● **What to do**
Write the next part of the blog post about porting PhD research code to CUDA, starting after its final line.

● **Reading text**
>> begin

PhD hate journey with CUDA

2025-05-31

Let me paint you a picture. You’re three years into your PhD, working on some fancy parallel algorithm. Your advisor says “just port it to CUDA, should take a week.” That was six months ago. You haven’t slept properly since.

You start with beautiful, clean C++ code. Templates, RAII, all the good stuff:

auto result = parallel_reduce(data.begin(), data.end(), 
    [](auto x, auto y) { return x + y; });

Then CUDA enters the chat:

float* d_data;
cudaMalloc(&d_data, size * sizeof(float));
cudaMemcpy(d_data, h_data, size * sizeof(float), cudaMemcpyHostToDevice);

// 47 lines of kernel launch code
my_reduction_kernel<<<gridSize, blockSize, sharedMemSize>>>(d_data, d_result, size);

// Don't forget error checking! (Spoiler: you will forgot)

>> end

● **Listed records**

>> begin

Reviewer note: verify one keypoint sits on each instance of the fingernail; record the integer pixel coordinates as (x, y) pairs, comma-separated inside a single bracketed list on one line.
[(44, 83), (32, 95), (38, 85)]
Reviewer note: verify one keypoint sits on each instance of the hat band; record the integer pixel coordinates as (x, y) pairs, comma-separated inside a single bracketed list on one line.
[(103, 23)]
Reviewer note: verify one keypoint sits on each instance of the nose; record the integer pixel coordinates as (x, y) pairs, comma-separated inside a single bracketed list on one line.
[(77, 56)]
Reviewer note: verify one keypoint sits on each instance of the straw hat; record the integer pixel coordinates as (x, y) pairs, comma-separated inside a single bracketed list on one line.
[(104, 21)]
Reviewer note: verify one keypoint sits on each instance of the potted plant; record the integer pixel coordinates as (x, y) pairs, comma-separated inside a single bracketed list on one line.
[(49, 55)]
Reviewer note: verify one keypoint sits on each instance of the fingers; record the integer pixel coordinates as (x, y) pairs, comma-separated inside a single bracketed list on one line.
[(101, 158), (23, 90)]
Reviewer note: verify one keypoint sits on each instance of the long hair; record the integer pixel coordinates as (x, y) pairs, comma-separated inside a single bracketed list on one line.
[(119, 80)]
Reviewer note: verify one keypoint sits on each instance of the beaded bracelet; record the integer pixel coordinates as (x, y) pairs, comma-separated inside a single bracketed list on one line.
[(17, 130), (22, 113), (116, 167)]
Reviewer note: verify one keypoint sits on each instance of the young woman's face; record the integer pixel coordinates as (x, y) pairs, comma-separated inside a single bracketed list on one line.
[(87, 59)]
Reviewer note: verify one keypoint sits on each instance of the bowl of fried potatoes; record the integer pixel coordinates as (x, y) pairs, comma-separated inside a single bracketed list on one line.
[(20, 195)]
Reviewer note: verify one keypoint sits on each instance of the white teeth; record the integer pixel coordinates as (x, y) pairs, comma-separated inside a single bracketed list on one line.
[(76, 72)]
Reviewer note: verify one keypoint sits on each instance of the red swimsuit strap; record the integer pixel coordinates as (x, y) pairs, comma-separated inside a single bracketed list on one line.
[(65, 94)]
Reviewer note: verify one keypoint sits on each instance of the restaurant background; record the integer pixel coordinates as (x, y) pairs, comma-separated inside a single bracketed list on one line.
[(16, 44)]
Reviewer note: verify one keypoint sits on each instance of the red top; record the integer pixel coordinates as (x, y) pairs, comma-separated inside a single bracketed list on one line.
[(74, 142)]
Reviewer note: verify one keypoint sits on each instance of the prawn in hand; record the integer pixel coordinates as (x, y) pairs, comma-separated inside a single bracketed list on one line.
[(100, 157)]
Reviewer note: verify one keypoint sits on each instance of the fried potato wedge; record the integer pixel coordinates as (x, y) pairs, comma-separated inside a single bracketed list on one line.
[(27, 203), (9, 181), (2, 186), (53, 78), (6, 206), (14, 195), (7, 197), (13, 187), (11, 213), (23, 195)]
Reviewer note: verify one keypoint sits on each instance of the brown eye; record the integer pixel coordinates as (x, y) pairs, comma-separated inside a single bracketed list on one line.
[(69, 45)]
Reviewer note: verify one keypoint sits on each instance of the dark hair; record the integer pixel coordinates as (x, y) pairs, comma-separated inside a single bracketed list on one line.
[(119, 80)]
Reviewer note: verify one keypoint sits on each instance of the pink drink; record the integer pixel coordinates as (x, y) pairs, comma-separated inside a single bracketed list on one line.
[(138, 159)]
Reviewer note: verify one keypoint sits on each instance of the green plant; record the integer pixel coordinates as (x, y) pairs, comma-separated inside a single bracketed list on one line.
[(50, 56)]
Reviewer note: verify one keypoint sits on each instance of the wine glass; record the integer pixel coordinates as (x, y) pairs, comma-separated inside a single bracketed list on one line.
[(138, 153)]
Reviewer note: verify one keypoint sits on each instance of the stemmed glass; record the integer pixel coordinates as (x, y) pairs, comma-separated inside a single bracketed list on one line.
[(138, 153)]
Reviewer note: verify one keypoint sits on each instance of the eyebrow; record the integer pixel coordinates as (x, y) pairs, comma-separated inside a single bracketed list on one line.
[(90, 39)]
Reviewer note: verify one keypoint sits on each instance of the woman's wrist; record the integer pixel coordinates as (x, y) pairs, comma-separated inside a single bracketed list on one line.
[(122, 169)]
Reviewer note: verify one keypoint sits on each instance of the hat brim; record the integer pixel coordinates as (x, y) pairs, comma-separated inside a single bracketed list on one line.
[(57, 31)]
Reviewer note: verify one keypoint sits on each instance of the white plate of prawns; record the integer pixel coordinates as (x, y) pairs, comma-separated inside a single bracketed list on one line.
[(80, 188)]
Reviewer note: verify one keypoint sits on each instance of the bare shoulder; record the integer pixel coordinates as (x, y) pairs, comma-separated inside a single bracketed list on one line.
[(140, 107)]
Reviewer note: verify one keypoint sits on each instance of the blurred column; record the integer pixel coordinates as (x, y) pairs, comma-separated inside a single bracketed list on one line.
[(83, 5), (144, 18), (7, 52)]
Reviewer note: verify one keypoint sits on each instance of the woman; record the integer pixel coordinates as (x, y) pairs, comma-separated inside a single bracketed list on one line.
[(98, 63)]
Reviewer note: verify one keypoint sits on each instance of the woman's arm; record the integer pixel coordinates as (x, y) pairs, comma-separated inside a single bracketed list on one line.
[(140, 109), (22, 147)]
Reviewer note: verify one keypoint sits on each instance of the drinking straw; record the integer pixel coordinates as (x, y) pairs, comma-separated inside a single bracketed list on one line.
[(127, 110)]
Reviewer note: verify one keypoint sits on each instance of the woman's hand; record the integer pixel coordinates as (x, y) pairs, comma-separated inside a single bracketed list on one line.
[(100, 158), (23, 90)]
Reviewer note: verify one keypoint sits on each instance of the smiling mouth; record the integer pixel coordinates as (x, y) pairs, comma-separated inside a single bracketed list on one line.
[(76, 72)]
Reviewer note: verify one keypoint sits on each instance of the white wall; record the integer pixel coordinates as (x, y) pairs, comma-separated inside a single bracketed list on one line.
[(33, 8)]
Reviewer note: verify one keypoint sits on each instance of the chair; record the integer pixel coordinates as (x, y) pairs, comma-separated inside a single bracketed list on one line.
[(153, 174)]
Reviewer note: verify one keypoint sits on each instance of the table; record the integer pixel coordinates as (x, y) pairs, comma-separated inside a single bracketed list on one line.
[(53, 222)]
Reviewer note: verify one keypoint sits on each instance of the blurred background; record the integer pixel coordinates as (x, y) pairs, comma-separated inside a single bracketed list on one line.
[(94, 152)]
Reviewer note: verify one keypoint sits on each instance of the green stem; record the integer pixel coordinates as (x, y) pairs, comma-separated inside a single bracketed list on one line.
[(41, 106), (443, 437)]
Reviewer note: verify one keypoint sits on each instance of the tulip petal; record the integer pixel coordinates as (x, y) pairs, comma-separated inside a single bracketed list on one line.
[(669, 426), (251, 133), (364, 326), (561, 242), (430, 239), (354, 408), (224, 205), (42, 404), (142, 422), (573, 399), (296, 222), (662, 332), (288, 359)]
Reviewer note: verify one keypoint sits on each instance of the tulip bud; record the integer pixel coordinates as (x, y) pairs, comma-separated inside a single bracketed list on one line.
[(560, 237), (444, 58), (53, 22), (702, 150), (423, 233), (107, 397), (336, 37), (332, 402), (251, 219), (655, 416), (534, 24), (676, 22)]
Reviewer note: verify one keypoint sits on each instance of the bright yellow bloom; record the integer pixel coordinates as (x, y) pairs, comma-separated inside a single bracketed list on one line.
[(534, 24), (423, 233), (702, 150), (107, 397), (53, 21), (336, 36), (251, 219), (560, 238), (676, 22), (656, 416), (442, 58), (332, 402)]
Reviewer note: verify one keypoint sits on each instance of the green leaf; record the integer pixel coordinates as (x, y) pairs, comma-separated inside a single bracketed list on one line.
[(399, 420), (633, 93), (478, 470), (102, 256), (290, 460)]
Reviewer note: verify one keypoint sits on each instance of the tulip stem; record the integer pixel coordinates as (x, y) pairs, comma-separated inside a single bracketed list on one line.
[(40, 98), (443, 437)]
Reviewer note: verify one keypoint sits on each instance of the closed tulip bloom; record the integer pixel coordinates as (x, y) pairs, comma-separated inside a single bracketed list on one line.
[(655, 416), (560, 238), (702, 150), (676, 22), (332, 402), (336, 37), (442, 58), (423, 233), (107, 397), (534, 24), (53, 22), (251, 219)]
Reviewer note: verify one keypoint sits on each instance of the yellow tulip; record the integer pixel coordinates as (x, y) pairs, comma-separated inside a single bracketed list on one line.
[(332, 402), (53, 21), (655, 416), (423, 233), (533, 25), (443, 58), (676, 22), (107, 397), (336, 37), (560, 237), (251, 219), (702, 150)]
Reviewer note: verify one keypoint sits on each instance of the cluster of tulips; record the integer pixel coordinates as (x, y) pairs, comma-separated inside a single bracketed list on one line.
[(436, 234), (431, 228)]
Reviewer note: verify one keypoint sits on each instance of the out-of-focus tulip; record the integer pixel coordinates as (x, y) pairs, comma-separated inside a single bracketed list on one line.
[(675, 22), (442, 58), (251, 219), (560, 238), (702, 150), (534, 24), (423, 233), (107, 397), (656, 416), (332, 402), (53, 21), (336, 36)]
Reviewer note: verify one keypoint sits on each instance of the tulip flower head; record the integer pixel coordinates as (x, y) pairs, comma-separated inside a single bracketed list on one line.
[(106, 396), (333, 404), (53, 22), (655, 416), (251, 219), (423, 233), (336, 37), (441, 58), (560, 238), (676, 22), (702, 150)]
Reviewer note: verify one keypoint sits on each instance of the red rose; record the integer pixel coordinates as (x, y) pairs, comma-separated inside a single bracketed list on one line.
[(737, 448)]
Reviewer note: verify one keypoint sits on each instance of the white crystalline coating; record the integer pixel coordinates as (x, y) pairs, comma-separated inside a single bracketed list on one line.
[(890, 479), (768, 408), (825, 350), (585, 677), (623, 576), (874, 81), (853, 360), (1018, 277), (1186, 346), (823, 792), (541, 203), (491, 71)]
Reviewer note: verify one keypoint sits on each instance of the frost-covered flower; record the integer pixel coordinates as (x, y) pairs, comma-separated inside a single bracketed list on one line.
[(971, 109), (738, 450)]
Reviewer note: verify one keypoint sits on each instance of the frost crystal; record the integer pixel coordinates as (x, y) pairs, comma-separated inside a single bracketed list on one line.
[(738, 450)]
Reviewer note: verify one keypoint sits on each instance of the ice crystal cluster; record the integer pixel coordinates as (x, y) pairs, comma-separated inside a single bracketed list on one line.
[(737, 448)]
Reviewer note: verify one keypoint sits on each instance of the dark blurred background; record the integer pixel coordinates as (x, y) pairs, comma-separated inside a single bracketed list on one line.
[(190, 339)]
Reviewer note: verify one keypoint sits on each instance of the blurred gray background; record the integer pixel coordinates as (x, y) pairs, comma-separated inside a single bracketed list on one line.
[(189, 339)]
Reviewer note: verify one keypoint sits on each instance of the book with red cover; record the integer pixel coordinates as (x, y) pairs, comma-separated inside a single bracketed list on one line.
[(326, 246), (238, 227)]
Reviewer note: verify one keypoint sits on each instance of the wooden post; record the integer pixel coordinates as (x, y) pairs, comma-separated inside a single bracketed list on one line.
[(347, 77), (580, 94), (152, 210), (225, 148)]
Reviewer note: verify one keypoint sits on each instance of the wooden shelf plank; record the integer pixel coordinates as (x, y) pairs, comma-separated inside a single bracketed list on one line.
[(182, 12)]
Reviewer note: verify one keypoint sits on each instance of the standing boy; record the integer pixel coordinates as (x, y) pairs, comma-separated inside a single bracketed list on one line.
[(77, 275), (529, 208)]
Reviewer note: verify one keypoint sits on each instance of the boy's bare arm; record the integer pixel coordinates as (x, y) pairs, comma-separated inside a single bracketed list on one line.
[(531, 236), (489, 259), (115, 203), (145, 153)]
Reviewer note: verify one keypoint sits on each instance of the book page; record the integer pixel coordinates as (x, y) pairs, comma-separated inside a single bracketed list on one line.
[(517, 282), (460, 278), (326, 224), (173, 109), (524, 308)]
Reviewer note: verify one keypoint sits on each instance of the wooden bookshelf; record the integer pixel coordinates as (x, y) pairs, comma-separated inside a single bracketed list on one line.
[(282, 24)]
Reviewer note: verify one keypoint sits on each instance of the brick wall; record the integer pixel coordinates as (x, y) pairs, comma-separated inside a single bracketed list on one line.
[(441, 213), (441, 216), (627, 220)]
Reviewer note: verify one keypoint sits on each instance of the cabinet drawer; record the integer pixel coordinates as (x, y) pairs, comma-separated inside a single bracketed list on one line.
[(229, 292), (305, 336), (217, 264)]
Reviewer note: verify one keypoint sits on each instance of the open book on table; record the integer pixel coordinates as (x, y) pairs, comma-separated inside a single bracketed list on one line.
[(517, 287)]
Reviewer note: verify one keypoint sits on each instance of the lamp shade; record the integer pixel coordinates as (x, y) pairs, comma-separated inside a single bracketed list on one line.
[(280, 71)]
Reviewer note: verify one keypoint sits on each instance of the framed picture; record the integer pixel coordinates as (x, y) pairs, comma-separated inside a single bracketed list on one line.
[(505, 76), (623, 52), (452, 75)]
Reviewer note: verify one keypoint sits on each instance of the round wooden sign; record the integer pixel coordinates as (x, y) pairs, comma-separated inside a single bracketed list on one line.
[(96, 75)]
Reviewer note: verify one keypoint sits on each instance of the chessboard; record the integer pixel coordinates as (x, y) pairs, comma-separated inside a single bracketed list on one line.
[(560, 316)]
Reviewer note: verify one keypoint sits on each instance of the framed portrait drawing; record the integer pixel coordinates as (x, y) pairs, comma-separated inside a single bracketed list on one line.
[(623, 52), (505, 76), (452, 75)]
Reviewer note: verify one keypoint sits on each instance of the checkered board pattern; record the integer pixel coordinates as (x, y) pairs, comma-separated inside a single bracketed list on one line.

>> end

● **Exercise output**
cudaError_t err = cudaGetLastError();
if (err != cudaSuccess) {
    // Welcome to debugging hell
}

The real fun starts when you try to be clever. “I’ll use Unified Memory!” you think. “It’ll be just like regular pointers!”, How hard it would be?

float* data;
cudaMallocManaged(&data, size * sizeof(float));
// This works great!
// ...until you profile and discover it's slower than CPU code

Then there’s the classic PhD experience: your algorithm needs dynamic data structures. In C++, no problem! In CUDA? Time to implement your own GPU-friendly hash table from scratch. Stack Overflow posts from 2012 become your bible. You start having dreams about warp divergence.

The debugging experience deserves its own horror story:

__global__ void definitely_working_kernel(float* data) {
    int idx = blockIdx.x * blockDim.x + threadIdx.x;
    data[idx] = data[idx + 1];  // Segfault somewhere in here
    // Good luck finding which of the 100 threads caused it
}

Your options:

printf debugging (breaks everything because 100 threads are printing)
cuda-gdb (I hope you like command lines from 1985)
Nsight (crashes every 20 minutes and needs more memory than your kernel)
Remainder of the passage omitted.